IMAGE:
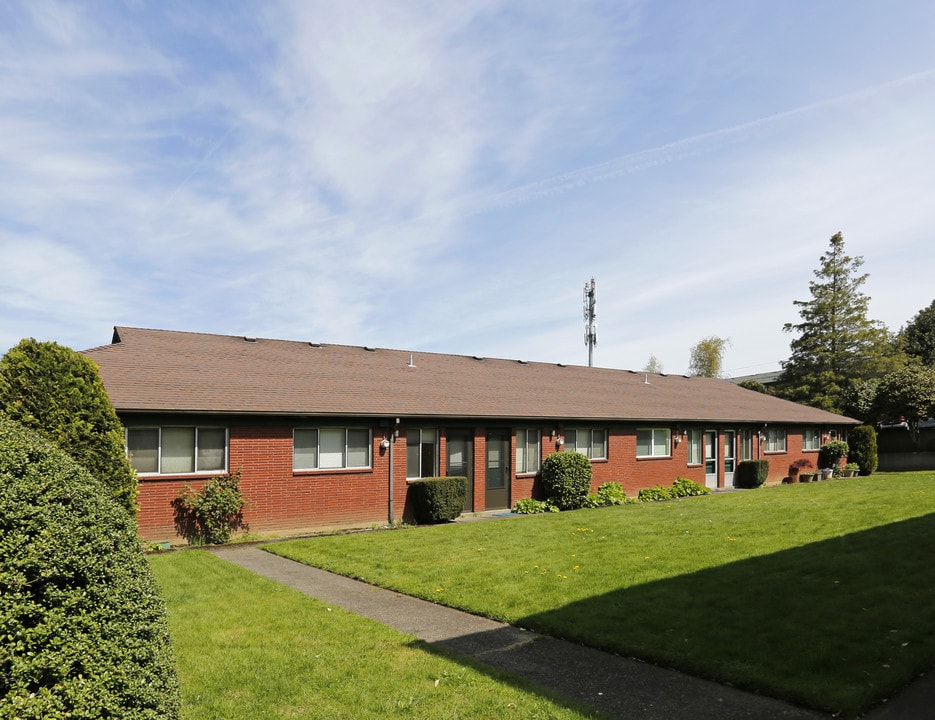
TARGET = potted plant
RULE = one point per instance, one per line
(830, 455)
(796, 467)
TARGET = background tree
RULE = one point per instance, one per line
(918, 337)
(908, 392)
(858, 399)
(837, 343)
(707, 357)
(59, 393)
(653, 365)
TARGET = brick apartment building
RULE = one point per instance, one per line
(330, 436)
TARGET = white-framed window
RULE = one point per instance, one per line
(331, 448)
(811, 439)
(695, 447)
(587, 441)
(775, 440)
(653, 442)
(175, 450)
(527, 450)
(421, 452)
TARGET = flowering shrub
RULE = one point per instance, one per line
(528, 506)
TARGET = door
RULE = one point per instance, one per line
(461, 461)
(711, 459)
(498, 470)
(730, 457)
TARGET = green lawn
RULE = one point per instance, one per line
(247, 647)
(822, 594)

...

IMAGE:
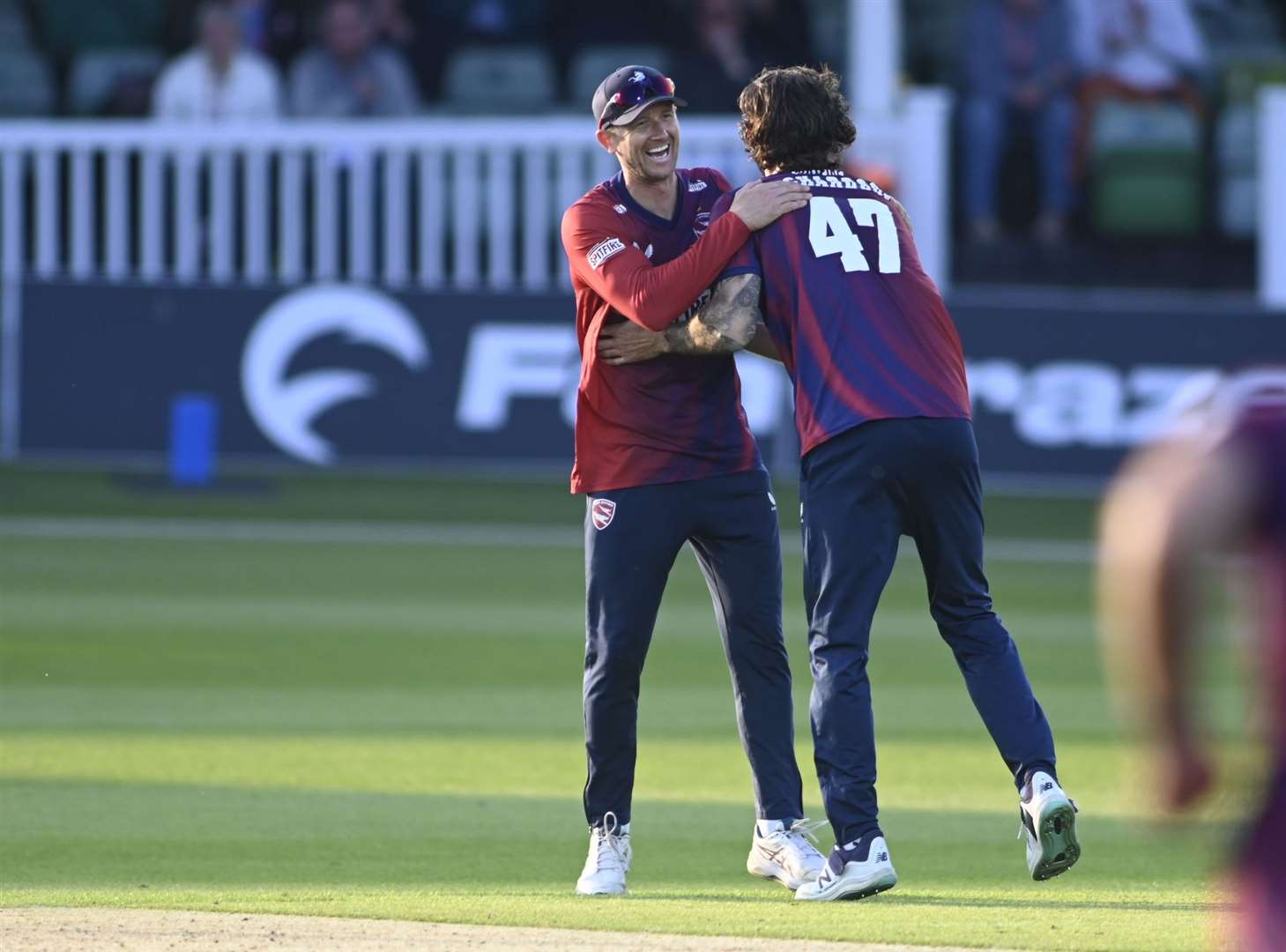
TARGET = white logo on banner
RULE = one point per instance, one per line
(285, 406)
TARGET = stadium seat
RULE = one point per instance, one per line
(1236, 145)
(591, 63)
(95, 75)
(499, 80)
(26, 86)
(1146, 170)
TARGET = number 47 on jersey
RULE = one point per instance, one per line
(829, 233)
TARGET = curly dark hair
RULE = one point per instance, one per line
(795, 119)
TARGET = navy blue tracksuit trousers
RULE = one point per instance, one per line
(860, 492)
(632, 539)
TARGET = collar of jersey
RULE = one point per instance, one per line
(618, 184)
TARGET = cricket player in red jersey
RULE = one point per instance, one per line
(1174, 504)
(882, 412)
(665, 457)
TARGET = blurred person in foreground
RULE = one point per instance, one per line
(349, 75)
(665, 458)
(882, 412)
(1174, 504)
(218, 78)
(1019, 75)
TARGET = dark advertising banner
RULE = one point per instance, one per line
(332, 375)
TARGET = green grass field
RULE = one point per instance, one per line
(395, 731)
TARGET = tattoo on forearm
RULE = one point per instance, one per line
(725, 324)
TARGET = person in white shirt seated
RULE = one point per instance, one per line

...

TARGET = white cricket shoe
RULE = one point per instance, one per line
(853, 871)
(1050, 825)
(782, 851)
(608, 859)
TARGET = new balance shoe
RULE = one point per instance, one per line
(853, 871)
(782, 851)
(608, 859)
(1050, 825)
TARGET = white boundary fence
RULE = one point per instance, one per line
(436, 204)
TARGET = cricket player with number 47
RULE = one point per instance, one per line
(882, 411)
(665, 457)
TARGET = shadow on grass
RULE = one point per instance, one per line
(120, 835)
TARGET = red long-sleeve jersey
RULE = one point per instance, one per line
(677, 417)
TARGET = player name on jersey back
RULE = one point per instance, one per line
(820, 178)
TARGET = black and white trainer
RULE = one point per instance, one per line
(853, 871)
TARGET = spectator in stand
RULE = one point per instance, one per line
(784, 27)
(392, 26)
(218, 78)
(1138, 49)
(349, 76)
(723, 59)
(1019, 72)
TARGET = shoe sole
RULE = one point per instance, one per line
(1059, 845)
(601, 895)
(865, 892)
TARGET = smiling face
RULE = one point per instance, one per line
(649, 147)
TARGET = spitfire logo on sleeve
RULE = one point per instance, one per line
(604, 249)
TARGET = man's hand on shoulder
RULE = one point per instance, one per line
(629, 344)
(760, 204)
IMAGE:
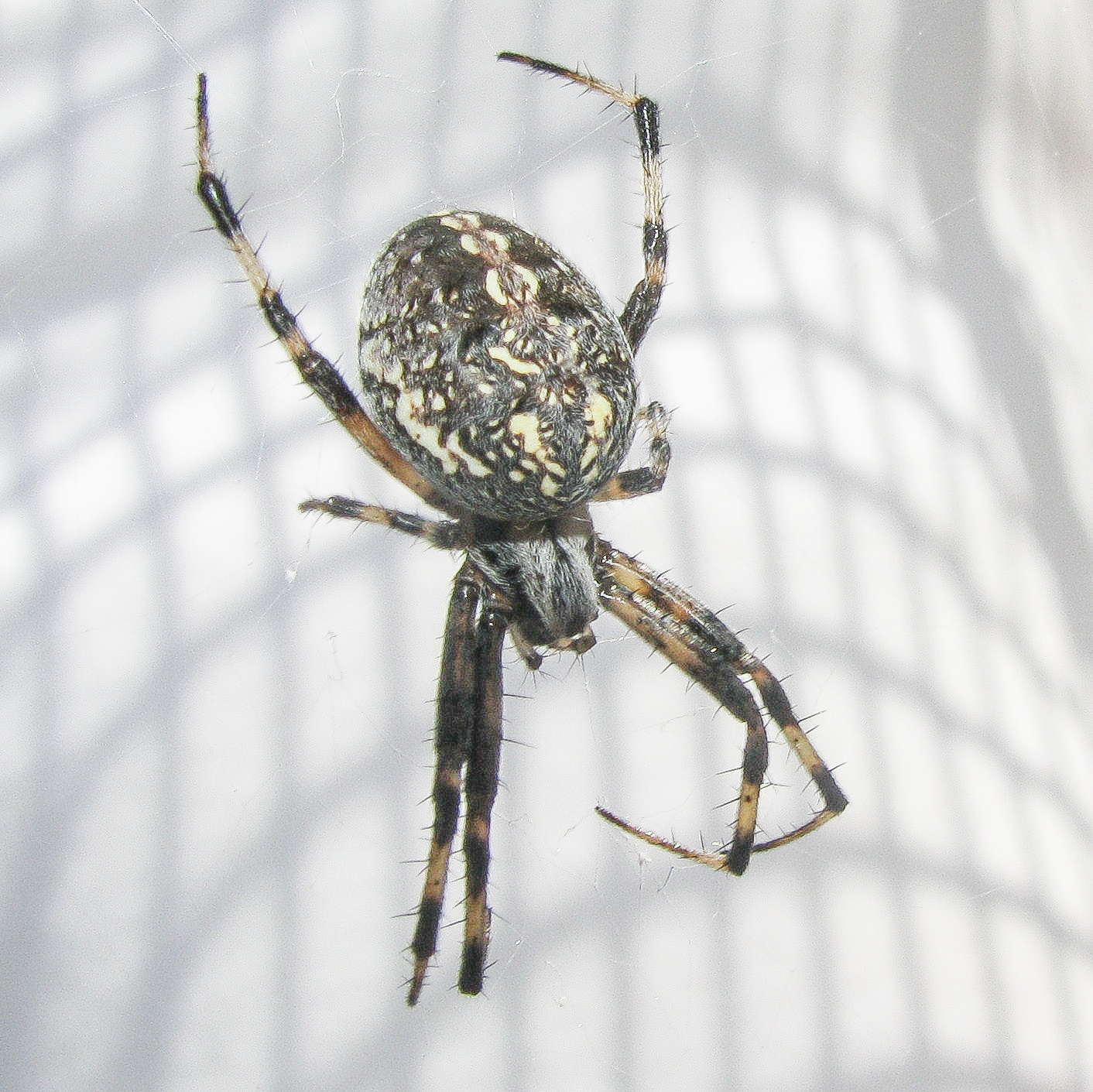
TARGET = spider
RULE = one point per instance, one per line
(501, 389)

*ACTIVITY*
Only lines with the string "player" belong in the answer; copy each of them from the listing.

*EXERCISE SOLUTION*
TARGET = cricket player in red jersey
TARGET = cricket player with number 47
TARGET = player name on jersey back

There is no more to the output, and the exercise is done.